◆ Items from a data collection
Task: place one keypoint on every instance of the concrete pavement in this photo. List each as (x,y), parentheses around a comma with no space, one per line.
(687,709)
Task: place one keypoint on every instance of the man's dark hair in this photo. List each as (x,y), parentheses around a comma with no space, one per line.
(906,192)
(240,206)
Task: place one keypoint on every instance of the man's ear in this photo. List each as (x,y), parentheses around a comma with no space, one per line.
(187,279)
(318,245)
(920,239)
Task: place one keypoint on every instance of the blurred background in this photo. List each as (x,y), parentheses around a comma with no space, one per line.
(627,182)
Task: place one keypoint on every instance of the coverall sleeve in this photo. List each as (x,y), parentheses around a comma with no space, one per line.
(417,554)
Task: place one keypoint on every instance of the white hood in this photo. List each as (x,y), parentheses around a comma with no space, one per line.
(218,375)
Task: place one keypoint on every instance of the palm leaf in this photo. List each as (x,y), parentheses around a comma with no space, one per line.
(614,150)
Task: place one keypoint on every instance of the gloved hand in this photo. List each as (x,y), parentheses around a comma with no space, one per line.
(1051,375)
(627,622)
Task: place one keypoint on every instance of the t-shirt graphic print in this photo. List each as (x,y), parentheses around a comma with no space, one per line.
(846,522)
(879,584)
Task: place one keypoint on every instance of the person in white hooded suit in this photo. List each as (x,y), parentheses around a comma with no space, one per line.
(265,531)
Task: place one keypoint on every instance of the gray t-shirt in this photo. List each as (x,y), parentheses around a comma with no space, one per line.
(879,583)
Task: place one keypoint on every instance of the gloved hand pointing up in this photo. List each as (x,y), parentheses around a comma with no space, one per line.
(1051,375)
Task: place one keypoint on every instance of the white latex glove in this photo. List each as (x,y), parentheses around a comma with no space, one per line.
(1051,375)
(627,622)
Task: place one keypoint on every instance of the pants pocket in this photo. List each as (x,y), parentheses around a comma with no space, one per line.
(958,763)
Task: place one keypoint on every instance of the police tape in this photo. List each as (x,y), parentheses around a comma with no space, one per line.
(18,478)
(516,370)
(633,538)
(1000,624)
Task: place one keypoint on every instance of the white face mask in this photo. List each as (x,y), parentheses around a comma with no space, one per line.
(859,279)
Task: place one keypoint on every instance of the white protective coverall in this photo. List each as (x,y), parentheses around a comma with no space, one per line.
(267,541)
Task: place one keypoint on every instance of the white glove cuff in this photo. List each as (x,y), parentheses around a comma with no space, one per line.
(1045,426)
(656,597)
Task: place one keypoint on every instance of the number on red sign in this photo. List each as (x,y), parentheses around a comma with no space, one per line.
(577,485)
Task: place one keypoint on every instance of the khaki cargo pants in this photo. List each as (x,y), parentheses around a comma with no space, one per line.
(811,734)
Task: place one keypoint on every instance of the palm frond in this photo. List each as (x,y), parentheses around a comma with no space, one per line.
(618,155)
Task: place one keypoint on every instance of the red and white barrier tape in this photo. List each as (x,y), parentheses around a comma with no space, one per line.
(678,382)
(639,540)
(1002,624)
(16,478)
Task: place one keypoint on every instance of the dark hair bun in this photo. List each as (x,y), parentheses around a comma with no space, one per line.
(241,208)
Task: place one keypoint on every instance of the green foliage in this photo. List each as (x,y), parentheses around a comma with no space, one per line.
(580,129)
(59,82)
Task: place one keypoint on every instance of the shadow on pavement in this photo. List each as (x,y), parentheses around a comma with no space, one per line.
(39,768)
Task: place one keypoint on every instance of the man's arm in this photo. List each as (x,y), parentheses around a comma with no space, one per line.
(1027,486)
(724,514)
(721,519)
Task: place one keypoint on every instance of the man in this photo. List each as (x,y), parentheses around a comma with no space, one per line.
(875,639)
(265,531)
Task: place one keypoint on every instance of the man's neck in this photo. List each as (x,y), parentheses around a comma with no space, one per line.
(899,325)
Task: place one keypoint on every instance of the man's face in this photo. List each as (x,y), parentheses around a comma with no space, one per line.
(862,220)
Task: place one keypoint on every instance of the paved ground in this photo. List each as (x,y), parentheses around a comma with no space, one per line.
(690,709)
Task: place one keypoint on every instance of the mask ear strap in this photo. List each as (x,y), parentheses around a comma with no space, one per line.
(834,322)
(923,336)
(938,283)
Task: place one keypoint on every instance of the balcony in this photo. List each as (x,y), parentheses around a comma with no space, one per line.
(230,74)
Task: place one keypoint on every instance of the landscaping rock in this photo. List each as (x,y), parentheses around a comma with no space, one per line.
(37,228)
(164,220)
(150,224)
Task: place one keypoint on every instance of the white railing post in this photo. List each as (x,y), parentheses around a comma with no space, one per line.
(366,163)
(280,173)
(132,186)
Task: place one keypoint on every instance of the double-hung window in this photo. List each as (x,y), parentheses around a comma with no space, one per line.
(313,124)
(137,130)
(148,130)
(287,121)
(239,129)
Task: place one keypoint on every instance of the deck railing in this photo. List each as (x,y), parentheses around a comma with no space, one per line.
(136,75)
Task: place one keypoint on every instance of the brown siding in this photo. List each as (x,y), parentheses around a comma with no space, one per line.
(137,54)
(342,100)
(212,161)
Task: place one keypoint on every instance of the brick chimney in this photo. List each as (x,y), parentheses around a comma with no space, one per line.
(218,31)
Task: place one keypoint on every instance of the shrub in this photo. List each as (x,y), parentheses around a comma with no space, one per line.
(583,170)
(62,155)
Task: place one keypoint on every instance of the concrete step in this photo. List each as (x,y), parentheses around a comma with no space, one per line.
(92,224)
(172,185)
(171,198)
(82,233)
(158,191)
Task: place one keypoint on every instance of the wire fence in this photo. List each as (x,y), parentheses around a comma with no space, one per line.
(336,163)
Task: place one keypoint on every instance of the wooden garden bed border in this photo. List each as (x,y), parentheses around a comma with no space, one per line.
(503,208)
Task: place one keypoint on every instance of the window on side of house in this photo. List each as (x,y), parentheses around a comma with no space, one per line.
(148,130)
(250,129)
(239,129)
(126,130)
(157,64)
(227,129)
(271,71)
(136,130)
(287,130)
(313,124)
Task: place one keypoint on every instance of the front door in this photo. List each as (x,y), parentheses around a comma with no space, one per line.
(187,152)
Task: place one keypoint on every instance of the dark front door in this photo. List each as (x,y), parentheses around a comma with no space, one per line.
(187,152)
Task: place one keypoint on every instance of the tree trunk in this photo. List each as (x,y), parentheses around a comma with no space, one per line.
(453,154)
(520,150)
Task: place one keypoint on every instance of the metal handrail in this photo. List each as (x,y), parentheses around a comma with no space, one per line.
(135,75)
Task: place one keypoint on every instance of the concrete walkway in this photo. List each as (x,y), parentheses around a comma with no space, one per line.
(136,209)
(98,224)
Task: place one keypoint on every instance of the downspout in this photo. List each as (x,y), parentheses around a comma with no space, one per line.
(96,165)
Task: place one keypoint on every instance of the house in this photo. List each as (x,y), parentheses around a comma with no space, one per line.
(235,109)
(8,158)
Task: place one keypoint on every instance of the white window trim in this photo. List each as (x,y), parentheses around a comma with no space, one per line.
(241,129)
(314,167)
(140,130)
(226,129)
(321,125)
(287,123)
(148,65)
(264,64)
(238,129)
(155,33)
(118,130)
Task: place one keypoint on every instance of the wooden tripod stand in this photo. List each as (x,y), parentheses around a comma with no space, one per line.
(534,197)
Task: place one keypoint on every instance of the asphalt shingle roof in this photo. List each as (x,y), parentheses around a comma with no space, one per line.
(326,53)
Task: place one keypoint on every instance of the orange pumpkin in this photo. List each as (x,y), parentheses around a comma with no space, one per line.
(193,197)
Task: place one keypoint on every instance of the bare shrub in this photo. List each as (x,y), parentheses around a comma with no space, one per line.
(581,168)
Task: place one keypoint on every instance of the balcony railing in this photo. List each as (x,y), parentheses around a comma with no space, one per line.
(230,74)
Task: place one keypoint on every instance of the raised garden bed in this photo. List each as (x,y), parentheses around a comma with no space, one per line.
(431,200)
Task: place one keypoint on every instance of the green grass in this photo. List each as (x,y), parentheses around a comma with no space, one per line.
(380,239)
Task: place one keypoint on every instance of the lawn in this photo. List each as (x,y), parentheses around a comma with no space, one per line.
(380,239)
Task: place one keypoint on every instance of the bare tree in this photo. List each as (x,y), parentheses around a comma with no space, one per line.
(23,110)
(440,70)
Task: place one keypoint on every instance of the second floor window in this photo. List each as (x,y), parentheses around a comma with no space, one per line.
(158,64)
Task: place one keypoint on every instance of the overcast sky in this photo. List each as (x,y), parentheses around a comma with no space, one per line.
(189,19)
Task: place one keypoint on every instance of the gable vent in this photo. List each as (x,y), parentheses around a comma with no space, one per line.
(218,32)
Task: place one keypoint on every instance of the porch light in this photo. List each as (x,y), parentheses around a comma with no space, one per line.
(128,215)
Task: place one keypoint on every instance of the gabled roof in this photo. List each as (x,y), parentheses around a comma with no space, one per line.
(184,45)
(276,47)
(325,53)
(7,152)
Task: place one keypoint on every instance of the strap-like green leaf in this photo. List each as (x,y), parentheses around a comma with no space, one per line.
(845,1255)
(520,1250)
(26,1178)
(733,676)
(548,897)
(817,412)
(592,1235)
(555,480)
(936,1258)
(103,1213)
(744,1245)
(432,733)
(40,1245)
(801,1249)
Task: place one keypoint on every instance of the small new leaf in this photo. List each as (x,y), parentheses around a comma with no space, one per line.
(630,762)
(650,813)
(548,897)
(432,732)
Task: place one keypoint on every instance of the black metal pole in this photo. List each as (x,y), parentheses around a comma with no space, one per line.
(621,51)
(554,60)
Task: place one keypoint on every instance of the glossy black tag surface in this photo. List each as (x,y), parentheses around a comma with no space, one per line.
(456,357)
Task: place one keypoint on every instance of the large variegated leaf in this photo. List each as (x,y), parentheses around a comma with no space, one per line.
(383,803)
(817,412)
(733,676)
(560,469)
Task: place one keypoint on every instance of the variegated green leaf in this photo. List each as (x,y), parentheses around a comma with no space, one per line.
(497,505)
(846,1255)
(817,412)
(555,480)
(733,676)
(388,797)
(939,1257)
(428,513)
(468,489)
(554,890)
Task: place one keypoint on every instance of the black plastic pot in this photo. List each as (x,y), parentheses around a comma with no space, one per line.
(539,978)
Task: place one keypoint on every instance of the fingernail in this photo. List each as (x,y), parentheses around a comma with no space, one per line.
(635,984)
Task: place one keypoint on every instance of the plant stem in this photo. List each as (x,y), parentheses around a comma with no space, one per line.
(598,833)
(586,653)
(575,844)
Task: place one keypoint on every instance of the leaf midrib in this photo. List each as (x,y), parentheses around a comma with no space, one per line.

◆ Task description
Please copy out everything from the line containing "Task: place one keypoint on every instance of the small" down to the end of the items, renaming "variegated" as "mottled" wherever it occurs and leaving everything else unchanged.

◆ Reply to the task
Task: place one keypoint on every instance of the small new leaf in this photo. List each as (x,y), parentheses around a comma with no space, one per line.
(630,762)
(650,813)
(548,897)
(432,732)
Task: place one keypoint on every instance of the black metal pole in this photo. List each as (x,y), parentheses around a comma with no space, one per line.
(621,51)
(554,60)
Task: place one keypoint on every instance of the glossy black tag surface in this photo. List each as (x,y), parentheses around a comma with no space, one per line.
(456,357)
Task: place one keypoint on every instance of the large mottled leaf in this photo. List each as (x,y), parentheses around a comma with no space, one per line.
(383,803)
(817,412)
(733,676)
(560,469)
Task: place one keypoint on every instance of the mottled green leaf in this photo. List each as (x,y), parentheses around a comma with no space, one per line.
(497,505)
(846,1255)
(817,412)
(555,480)
(733,676)
(388,797)
(939,1257)
(428,513)
(468,489)
(554,890)
Task: place one keypoint on every instance of the black plastic pot in this photo. List each as (x,y), parentheses around a comma with no space, one per line.
(539,978)
Task: place one keypoint on every instance of the fingernail in this photo. List each as (x,y), parentheses around a comma with no space, one per line.
(635,984)
Task: place one keypoint on every instance of the plant stem in this photo. List each as (x,y), parentheses around a comma with no space, one per line.
(598,833)
(586,653)
(575,844)
Task: place one keypoint on every instance of the leaf midrib in this photo. List each as (x,y), parentheses around a comma with no space, one per line.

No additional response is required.